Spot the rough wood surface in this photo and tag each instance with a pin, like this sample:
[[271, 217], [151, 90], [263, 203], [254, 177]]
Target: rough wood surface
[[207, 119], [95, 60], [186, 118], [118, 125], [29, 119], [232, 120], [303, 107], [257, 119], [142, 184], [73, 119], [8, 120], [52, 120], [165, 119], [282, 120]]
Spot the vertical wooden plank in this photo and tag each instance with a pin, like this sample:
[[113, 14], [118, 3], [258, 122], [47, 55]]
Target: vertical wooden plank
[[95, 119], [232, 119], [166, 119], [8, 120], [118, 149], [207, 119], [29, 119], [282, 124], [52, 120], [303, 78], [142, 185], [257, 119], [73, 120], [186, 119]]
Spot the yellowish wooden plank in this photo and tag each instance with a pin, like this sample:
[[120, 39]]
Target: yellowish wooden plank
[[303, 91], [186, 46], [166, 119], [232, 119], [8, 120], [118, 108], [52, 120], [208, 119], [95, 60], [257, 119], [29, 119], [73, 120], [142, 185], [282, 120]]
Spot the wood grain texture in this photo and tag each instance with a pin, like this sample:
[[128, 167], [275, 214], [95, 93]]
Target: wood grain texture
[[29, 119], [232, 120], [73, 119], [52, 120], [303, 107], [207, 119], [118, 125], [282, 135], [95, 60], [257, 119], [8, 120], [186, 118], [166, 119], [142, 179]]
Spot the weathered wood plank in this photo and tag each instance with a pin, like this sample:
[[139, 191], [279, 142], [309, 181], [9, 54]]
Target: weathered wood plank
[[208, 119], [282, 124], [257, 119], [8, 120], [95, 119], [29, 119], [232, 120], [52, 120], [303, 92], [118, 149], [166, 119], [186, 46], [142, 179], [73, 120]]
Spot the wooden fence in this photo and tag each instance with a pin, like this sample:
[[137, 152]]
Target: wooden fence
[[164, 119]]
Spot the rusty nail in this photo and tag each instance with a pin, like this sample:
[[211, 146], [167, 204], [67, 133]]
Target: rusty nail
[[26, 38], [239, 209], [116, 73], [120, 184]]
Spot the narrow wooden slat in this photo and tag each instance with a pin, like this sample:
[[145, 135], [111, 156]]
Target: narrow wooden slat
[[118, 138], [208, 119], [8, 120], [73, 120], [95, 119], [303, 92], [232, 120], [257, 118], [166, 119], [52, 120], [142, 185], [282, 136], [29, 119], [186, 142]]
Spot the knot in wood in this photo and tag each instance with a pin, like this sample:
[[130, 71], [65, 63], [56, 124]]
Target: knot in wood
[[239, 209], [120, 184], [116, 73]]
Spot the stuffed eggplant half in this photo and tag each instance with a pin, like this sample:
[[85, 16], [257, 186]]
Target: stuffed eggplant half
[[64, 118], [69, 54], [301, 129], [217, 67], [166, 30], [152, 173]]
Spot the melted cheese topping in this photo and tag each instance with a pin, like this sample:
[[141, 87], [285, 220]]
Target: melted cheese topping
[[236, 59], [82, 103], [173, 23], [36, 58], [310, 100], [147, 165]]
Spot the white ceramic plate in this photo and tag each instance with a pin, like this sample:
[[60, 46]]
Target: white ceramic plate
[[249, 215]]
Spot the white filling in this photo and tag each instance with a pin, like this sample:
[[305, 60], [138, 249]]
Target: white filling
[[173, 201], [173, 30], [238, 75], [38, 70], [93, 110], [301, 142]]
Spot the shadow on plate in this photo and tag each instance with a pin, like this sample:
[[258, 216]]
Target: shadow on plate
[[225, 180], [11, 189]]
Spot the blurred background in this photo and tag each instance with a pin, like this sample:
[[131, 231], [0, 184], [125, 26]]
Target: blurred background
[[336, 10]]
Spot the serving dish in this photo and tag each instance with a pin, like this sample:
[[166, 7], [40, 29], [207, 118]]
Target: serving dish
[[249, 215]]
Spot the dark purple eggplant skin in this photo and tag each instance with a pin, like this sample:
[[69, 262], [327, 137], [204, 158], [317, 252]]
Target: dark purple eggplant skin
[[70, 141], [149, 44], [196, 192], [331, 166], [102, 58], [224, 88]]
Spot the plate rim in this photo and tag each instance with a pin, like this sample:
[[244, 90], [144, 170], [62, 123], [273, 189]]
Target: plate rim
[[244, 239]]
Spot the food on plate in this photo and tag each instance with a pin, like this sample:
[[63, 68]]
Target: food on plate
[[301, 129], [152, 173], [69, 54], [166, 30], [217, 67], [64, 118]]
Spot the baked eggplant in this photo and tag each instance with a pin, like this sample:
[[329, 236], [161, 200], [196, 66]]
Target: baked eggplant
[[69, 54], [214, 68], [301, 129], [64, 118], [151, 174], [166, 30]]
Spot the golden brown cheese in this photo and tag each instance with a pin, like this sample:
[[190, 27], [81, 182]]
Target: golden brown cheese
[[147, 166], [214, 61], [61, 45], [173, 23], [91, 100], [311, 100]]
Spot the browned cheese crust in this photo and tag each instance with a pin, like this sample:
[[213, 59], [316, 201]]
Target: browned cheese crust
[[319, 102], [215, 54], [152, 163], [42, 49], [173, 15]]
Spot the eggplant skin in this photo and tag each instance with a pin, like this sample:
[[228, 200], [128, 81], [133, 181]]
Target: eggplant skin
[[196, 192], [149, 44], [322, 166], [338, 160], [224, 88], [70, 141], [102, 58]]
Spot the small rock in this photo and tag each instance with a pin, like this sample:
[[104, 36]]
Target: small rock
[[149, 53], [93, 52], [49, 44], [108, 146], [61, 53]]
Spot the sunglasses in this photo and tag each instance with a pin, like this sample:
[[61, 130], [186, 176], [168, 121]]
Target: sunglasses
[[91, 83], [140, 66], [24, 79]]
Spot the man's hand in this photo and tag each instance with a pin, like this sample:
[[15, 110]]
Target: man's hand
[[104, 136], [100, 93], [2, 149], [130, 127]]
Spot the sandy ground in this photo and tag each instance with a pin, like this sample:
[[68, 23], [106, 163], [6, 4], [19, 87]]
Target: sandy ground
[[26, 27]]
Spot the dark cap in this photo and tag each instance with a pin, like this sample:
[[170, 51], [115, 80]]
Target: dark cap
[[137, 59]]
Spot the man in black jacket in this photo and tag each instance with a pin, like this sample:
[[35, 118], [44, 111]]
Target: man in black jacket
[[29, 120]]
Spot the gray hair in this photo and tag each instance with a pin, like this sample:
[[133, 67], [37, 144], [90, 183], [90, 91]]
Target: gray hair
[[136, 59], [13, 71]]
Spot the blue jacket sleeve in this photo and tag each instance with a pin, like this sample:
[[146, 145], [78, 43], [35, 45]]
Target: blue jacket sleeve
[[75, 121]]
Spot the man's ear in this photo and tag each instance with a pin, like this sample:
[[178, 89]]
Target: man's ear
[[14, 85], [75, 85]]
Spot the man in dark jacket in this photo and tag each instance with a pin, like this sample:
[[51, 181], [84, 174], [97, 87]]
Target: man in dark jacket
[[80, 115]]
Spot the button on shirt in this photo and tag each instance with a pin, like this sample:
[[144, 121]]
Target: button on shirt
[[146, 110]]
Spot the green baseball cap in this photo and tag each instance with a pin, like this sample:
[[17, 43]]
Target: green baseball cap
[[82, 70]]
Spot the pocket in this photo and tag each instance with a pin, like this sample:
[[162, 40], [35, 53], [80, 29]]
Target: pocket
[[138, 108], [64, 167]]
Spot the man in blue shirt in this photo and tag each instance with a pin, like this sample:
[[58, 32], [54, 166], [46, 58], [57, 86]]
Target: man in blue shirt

· · ·

■ WHAT YOU SHOULD DO ■
The full listing above needs to be transcribed exactly.

■ TASK SOLUTION ■
Spot the rough wood surface in this photo and tag each instance with a pin, like this sample:
[[271, 217], [151, 90], [263, 203], [254, 177]]
Target: rough wood surface
[[207, 119], [95, 60], [186, 118], [118, 125], [29, 119], [232, 120], [303, 107], [257, 119], [142, 184], [73, 119], [8, 120], [52, 120], [165, 119], [282, 120]]
Spot the vertical wooden plank in this photo and tag each instance with a pin, like this sample:
[[113, 14], [118, 3], [258, 122], [47, 55]]
Target: vertical wooden plank
[[95, 119], [232, 119], [166, 119], [8, 120], [118, 149], [207, 119], [29, 119], [282, 124], [52, 120], [303, 78], [142, 185], [257, 119], [73, 120], [186, 119]]
Spot the yellowish wooden plank in this photo and tag each instance with a pin, like this sample:
[[120, 39]]
Target: yellowish wooden plank
[[303, 91], [186, 46], [166, 119], [232, 119], [8, 120], [118, 108], [52, 120], [208, 119], [95, 60], [257, 119], [29, 119], [73, 120], [142, 185], [282, 120]]
Spot the wood grain texture in this photo and tag each instance with a pin, like this sample:
[[128, 167], [275, 214], [95, 93]]
Target: wood grain texture
[[29, 119], [232, 120], [73, 119], [52, 120], [303, 107], [207, 119], [118, 125], [282, 135], [95, 60], [257, 119], [8, 120], [186, 118], [166, 119], [142, 179]]
Spot the weathered wood plank in this photo and tag each instance with a pin, like this sample:
[[139, 191], [279, 142], [309, 181], [9, 54]]
Target: weathered wood plank
[[208, 119], [282, 124], [257, 119], [8, 120], [95, 119], [29, 119], [232, 120], [52, 120], [303, 92], [118, 149], [166, 119], [186, 46], [142, 179], [73, 120]]
Spot the wooden fence in this photo and tag each instance with a pin, like this sample:
[[137, 152]]
Target: wooden fence
[[164, 119]]
Spot the rusty nail in this photo and tag each instance with a pin, like this sample:
[[211, 146], [167, 204], [67, 133]]
Target: rusty nail
[[26, 38], [239, 209], [116, 73], [120, 184]]
Spot the narrow wooden slat in this photo and tag each instance with a pin, like this sample:
[[145, 135], [111, 156]]
Target: narrow wooden slat
[[118, 138], [208, 119], [8, 120], [73, 120], [95, 119], [303, 92], [232, 120], [257, 118], [166, 119], [52, 120], [142, 185], [282, 136], [29, 119], [186, 142]]
Spot the knot in wood in this photo and tag each instance with a pin, like this sample:
[[130, 71], [65, 63], [56, 124]]
Target: knot in wood
[[239, 209], [120, 184], [116, 73]]
Spot the stuffed eggplant half in this photo and tag each instance with a pin, like this sample:
[[85, 16], [257, 186]]
Target: stuffed eggplant half
[[64, 118], [69, 54], [301, 129], [217, 67], [166, 30], [152, 173]]
Spot the melted cheese topping in this photo and tag each instance with a pin, like this sample:
[[141, 87], [285, 220]]
Target: melted cheese topping
[[236, 59], [82, 103], [173, 23], [36, 58], [310, 100], [147, 165]]
Spot the white ceramic plate in this photo and tag each instance with a pin, like this sample:
[[60, 46]]
Target: white ceramic plate
[[249, 215]]
Spot the white filling in this photo and tag each instance with a pin, like this sample:
[[305, 60], [138, 249]]
Target: white filling
[[173, 201], [173, 30], [238, 75], [38, 70], [93, 110], [301, 142]]
Spot the shadow on plate in this photo and tag each instance with a pin, like this sample:
[[258, 216]]
Target: shadow on plate
[[225, 180], [11, 189]]
Spot the blurred background in this photo and tag each instance with a pin, like this sample:
[[131, 231], [0, 184], [125, 26]]
Target: blurred background
[[336, 10]]
Spot the serving dish in this photo and tag each instance with a pin, like this sample:
[[166, 7], [40, 29], [207, 118]]
Target: serving dish
[[249, 215]]
Spot the dark purple eggplant skin in this photo and tag each instance with a pin, like this sample:
[[69, 262], [327, 137], [204, 158], [317, 252]]
Target: dark purple eggplant skin
[[70, 141], [149, 44], [196, 192], [331, 166], [102, 58], [224, 88]]
Spot the plate rim in this photo and tag each instance with a pin, like this sample:
[[244, 90], [144, 170], [62, 123], [273, 189]]
Target: plate rim
[[244, 239]]
Spot the food on plate in this photo and tag each instance with a pin, like this sample:
[[63, 68]]
Target: food on plate
[[301, 129], [152, 173], [69, 54], [166, 30], [217, 67], [64, 118]]
Spot the baked eggplant in this photo and tag each instance with a pin, like this sample:
[[329, 236], [161, 200], [196, 66]]
Target: baked eggplant
[[69, 54], [214, 68], [301, 129], [64, 118], [151, 174], [166, 30]]
Spot the golden brown cheese in this photo and tag each instance with a pin, like this sample:
[[190, 27], [81, 182]]
Target: golden brown cheese
[[147, 166], [214, 61], [61, 45], [173, 23], [91, 100], [311, 100]]
Spot the browned cheese crust in this photo and tag each instance with a pin, like this sample:
[[213, 59], [316, 201]]
Target: browned cheese crust
[[319, 102], [215, 54], [152, 163], [42, 49], [173, 15]]
Spot the eggplant skin in this photo and tag each instance with a pin, like this sample:
[[228, 200], [128, 81], [133, 181]]
Target: eggplant skin
[[196, 192], [149, 44], [322, 166], [338, 160], [224, 88], [70, 141], [102, 58]]
Spot the small rock in this photo and tag each instance with a pin, like this sample:
[[104, 36]]
Target: small rock
[[149, 53], [93, 52], [49, 44], [108, 146], [61, 53]]
Spot the sunglasses in this photo and tag each instance with a pin, like this sample:
[[61, 130], [186, 176], [168, 121]]
Target: sunglasses
[[91, 83], [140, 66], [24, 79]]
Spot the man's hand in this photo and tag each instance with a pin, like this sample:
[[15, 110]]
Target: man's hand
[[104, 136], [100, 93], [2, 149], [130, 127]]
Spot the sandy ground in this photo and tag each instance with a pin, like this sample:
[[68, 23], [106, 163], [6, 4], [19, 87]]
Target: sandy ground
[[26, 27]]
Spot the dark cap in this photo and tag each instance with a pin, like this sample:
[[170, 51], [115, 80]]
Target: dark cap
[[137, 59]]
Spot the man in black jacket in this photo and tag each instance with a pin, like this sample:
[[35, 118], [44, 111]]
Target: man in black jacket
[[29, 120]]
Spot the gray hair in this photo and tag each instance with a pin, like this sample:
[[133, 67], [37, 144], [90, 183], [90, 91]]
Target: gray hair
[[136, 59], [13, 71]]
Spot the blue jacket sleeve in this photo and tag each instance with a pin, like this sample:
[[146, 145], [78, 43], [35, 45]]
Target: blue jacket sleeve
[[75, 121]]
Spot the man's ear in this photo and tag each instance with a pin, like this sample:
[[178, 89]]
Target: man's ear
[[14, 85], [75, 85]]
Spot the man in dark jacket in this photo and tag each instance with a pin, like this sample:
[[51, 181], [84, 174], [97, 87]]
Target: man in dark jacket
[[80, 115]]
Spot the button on shirt in this photo and tag each instance with a pin, like this sample:
[[144, 121]]
Target: button on shirt
[[146, 110]]
Spot the green baseball cap in this photo and tag each instance with a pin, like this sample:
[[17, 43]]
Target: green baseball cap
[[82, 70]]
Spot the pocket in this photo and tag each instance with a pin, like this sample:
[[162, 40], [35, 53], [80, 29]]
Target: pocket
[[138, 108], [64, 167]]
Spot the man in blue shirt in this photo and tag each instance with a pin, like this sample:
[[58, 32], [54, 166], [46, 58], [57, 86]]
Target: man in blue shirt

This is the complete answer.